Each entry shown below is to be reproduced exactly.

*DATA SUPPLIED*:
------------------------------------------------

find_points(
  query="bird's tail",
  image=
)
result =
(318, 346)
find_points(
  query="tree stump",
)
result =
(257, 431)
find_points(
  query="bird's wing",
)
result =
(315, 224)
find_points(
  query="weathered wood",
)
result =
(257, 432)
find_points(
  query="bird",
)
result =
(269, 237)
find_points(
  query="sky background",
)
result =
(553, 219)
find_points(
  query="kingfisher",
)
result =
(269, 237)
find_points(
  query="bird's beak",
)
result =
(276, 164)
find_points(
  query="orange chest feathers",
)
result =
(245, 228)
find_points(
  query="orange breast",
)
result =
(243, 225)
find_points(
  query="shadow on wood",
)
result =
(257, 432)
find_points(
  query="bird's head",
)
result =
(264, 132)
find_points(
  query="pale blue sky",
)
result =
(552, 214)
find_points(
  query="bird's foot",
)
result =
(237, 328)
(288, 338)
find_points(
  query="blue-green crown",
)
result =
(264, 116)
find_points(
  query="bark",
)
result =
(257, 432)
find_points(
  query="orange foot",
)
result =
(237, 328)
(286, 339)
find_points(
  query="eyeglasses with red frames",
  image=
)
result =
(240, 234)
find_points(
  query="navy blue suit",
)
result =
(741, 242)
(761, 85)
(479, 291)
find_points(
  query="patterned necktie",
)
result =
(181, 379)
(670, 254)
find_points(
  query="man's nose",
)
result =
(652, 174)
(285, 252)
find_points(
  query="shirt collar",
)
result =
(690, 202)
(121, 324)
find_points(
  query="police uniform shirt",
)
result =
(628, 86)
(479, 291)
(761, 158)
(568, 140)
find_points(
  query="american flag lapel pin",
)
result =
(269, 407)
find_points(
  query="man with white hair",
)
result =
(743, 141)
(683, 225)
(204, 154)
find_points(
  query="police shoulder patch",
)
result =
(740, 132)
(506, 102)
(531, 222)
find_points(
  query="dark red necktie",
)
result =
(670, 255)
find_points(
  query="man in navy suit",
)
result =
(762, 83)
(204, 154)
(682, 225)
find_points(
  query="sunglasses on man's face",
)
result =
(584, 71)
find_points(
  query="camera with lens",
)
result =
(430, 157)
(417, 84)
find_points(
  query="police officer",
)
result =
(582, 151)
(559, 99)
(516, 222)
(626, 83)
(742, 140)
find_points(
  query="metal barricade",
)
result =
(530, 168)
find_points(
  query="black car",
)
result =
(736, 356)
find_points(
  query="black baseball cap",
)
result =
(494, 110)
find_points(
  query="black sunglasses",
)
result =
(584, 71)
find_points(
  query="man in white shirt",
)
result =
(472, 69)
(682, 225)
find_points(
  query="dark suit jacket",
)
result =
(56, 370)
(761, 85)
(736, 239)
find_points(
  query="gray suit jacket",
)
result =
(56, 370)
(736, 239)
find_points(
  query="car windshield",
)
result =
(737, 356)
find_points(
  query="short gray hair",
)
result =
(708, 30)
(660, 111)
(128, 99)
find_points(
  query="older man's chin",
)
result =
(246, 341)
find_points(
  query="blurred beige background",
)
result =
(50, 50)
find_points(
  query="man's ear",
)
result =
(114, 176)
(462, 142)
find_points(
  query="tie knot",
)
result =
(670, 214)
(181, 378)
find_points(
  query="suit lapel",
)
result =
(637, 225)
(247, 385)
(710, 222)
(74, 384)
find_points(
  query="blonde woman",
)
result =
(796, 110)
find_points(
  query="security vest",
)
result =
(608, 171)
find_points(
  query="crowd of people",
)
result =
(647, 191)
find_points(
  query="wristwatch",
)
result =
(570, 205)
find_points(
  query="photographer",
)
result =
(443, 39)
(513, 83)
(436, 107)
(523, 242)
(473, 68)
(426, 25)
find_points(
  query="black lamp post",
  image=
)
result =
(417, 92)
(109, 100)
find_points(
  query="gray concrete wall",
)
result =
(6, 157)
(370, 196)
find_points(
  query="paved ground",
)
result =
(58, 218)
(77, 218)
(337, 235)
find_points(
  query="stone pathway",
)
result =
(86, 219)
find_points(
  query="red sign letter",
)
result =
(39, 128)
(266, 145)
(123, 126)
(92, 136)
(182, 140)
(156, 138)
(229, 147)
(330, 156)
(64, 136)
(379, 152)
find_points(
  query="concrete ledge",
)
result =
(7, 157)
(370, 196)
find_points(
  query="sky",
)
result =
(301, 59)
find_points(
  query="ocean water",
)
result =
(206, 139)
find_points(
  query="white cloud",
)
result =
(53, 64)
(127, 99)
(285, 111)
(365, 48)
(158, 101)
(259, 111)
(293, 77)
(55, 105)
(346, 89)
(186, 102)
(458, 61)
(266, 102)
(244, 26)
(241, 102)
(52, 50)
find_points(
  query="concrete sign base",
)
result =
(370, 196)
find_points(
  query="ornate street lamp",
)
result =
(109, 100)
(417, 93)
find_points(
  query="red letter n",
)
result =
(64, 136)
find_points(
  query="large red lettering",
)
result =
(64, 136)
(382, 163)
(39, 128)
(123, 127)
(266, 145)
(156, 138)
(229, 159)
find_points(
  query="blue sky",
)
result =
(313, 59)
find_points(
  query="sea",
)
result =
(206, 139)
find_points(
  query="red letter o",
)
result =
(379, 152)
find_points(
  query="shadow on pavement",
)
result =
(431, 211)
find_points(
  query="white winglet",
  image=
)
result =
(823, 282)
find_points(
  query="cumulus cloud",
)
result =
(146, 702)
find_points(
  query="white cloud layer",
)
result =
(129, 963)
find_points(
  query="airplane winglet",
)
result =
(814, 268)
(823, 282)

------------------------------------------------

*SOLUTION TO THIS EXERCISE*:
find_points(
  query="bird's tail",
  image=
)
result =
(318, 346)
find_points(
  query="tree stump",
)
result =
(257, 431)
find_points(
  query="bird's wing",
)
result =
(315, 224)
find_points(
  query="weathered wood",
)
result =
(257, 432)
find_points(
  query="bird",
)
result =
(269, 237)
find_points(
  query="sky background",
)
result =
(553, 219)
find_points(
  query="kingfisher",
)
result =
(269, 237)
find_points(
  query="bird's beak",
)
result =
(276, 164)
find_points(
  query="orange chest feathers",
)
result =
(245, 228)
find_points(
  query="orange breast",
)
result =
(243, 225)
find_points(
  query="shadow on wood",
)
result =
(257, 432)
find_points(
  query="bird's head",
)
result =
(264, 132)
find_points(
  query="pale blue sky",
)
result =
(552, 214)
find_points(
  query="bird's foot",
)
result =
(237, 328)
(288, 338)
find_points(
  query="blue-green crown",
)
result =
(264, 116)
find_points(
  query="bark",
)
result =
(257, 432)
find_points(
  query="orange foot",
)
result =
(237, 328)
(286, 339)
find_points(
  query="eyeglasses with red frames",
  image=
)
result =
(240, 234)
find_points(
  query="navy blue suit",
)
result =
(741, 242)
(761, 85)
(479, 291)
find_points(
  query="patterned necktie",
)
result =
(181, 379)
(670, 254)
find_points(
  query="man's nose",
)
result =
(652, 174)
(285, 252)
find_points(
  query="shirt collar",
)
result =
(690, 202)
(121, 324)
find_points(
  query="police uniform shirt",
)
result =
(628, 86)
(479, 291)
(761, 158)
(568, 140)
find_points(
  query="american flag lapel pin",
)
result =
(269, 407)
find_points(
  query="man with white hair",
)
result =
(743, 141)
(683, 225)
(204, 154)
find_points(
  query="police shoulder patch",
)
result =
(740, 132)
(506, 102)
(531, 222)
find_points(
  query="dark red necktie",
)
result =
(670, 255)
find_points(
  query="man in navy suit",
)
result =
(762, 83)
(204, 154)
(682, 225)
find_points(
  query="sunglasses on man's face",
)
result =
(584, 71)
find_points(
  query="camera with lens",
)
result =
(430, 157)
(417, 84)
find_points(
  query="police officer",
)
result =
(582, 151)
(559, 99)
(516, 222)
(626, 83)
(742, 140)
find_points(
  query="metal barricade",
)
result =
(530, 168)
find_points(
  query="black car",
)
result =
(736, 356)
find_points(
  query="black baseball cap",
)
result =
(494, 110)
find_points(
  query="black sunglasses",
)
result =
(584, 71)
find_points(
  query="man in white shirt",
)
result =
(472, 69)
(682, 225)
find_points(
  query="dark suit jacket",
)
result =
(56, 370)
(761, 85)
(736, 239)
find_points(
  query="gray suit jacket",
)
result =
(56, 370)
(736, 239)
find_points(
  query="car windshield",
)
result =
(737, 356)
find_points(
  query="short gray hair",
)
result =
(708, 30)
(660, 111)
(128, 99)
find_points(
  query="older man's chin",
)
result =
(246, 341)
find_points(
  query="blurred beige background",
)
result =
(50, 50)
find_points(
  query="man's ear",
)
result =
(114, 176)
(462, 142)
find_points(
  query="tie knot",
)
result =
(670, 214)
(181, 378)
find_points(
  query="suit lapel",
)
result =
(637, 225)
(247, 385)
(710, 222)
(74, 384)
find_points(
  query="blonde woman",
)
result =
(796, 110)
find_points(
  query="security vest",
)
result =
(608, 171)
find_points(
  query="crowd of people",
)
result =
(647, 191)
find_points(
  query="wristwatch",
)
result =
(570, 205)
find_points(
  query="photographer",
)
result =
(443, 39)
(513, 83)
(436, 107)
(523, 242)
(473, 68)
(426, 25)
find_points(
  query="black lamp post",
  image=
)
result =
(417, 92)
(109, 100)
find_points(
  query="gray concrete wall",
)
result =
(6, 157)
(370, 196)
find_points(
  query="paved ground",
)
result =
(58, 218)
(77, 218)
(337, 235)
find_points(
  query="stone pathway",
)
result =
(86, 219)
find_points(
  query="red sign letter",
)
result =
(39, 128)
(266, 145)
(123, 126)
(92, 136)
(182, 140)
(156, 138)
(229, 147)
(330, 156)
(64, 136)
(379, 152)
find_points(
  query="concrete ledge",
)
result =
(7, 157)
(370, 196)
find_points(
  query="sky",
)
result =
(301, 59)
find_points(
  query="ocean water",
)
result =
(206, 139)
find_points(
  query="white cloud",
)
result =
(53, 64)
(127, 99)
(285, 111)
(365, 48)
(158, 101)
(259, 111)
(293, 77)
(55, 105)
(346, 89)
(186, 102)
(458, 61)
(266, 102)
(244, 26)
(241, 102)
(52, 50)
find_points(
  query="concrete sign base",
)
result =
(370, 196)
find_points(
  query="ornate street lamp",
)
result =
(109, 100)
(417, 93)
find_points(
  query="red letter n",
)
result =
(64, 136)
find_points(
  query="large red lettering",
)
result =
(64, 136)
(382, 163)
(39, 128)
(123, 127)
(266, 145)
(156, 138)
(229, 159)
find_points(
  query="blue sky",
)
result =
(313, 59)
find_points(
  query="sea",
)
result =
(206, 139)
find_points(
  query="red letter o",
)
result =
(379, 152)
find_points(
  query="shadow on pavement",
)
result =
(431, 211)
find_points(
  query="white winglet",
  image=
)
result =
(823, 282)
find_points(
  query="cumulus cloud",
)
result =
(146, 702)
find_points(
  query="white cloud layer",
)
result =
(129, 963)
find_points(
  query="airplane winglet",
)
result =
(814, 268)
(823, 282)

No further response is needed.